-- Records shown follows --

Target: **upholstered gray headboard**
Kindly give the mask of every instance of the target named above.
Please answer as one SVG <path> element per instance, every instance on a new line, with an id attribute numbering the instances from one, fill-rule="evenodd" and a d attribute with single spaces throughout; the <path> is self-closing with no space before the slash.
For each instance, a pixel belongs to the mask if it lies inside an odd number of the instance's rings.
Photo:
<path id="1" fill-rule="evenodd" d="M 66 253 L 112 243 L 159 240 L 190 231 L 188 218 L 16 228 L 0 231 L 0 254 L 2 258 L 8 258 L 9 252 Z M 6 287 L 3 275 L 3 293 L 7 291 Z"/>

-- Records shown concluded --

Exercise details> Word for word, print every line above.

Solution>
Target: **upholstered gray headboard**
Kindly give the mask of every instance of the target named above.
Please answer as one SVG <path> element per instance, every instance on a new line, with an id attribute numbering the instances from one, fill-rule="evenodd" and a d attribute with single spaces throughout; the <path> is self-closing with no space before the slash.
For each instance, a pixel belongs to the mask if it lies inside an odd number of the instance's rings.
Photo:
<path id="1" fill-rule="evenodd" d="M 66 253 L 112 243 L 159 240 L 190 231 L 188 218 L 16 228 L 0 231 L 0 254 L 2 258 L 8 258 L 9 252 Z M 6 287 L 3 275 L 3 293 L 7 291 Z"/>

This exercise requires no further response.